EXERCISE TEXT -
=== Section Start ===
How your Junk Email Folder has changed
Microsoft Exchange Online Protection (EOP) launched on March 7, 2017. There were two primary reasons for moving our email protection service to an online service; the first was for reliability, to remove our reliance on our campus infrastructure for email delivery, the second was to enable us to take further steps in protecting the campus from email threats in the form of phishing emails.
We would like to outline a few differences you may have noticed and why you should care about them:
I get more junk!
In the past our spam filters blocked email based on a set of rules, there was little awareness of what the spam filter was doing unless the email you were expecting did not arrive. Exchange Online Protection still does block the worst of the messages arriving from known sources of spam, and continues to protect us from malware and viruses. However, it delivers all questionable content to the Junk Email folder instead. These messages fall into a grey area. If they are really Junk and they are in your Junk Email folder – Great! Ignore them; they will be automatically deleted after 30 days. If they are good emails you need to move them out of the Junk Email folder, back into your Inbox. This will train your Junk Email folder so in future similar email will not be sent to your Junk Email folder. This must be done within 30 days, otherwise the email will be lost.
=== Section End ===
DATA UNDER STUDY -
=== Section Start ===
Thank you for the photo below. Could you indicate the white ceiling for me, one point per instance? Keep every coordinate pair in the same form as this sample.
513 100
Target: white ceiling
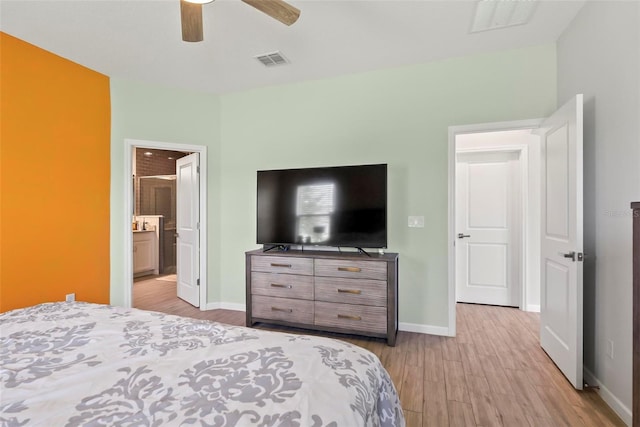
141 40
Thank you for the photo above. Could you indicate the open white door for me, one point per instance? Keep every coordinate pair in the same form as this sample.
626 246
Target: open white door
561 244
187 228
=== Section End ===
PROBLEMS TO SOLVE -
[1] When did Microsoft Exchange Online Protection launch, according to the Junk Email text?
[2] Please retype the stretch of the Junk Email text from "In the past" through "will be lost.".

EXERCISE SOLUTIONS -
[1] March 7, 2017.

[2]
In the past our spam filters blocked email based on a set of rules, there was little awareness of what the spam filter was doing unless the email you were expecting did not arrive. Exchange Online Protection still does block the worst of the messages arriving from known sources of spam, and continues to protect us from malware and viruses. However, it delivers all questionable content to the Junk Email folder instead. These messages fall into a grey area. If they are really Junk and they are in your Junk Email folder – Great! Ignore them; they will be automatically deleted after 30 days. If they are good emails you need to move them out of the Junk Email folder, back into your Inbox. This will train your Junk Email folder so in future similar email will not be sent to your Junk Email folder. This must be done within 30 days, otherwise the email will be lost.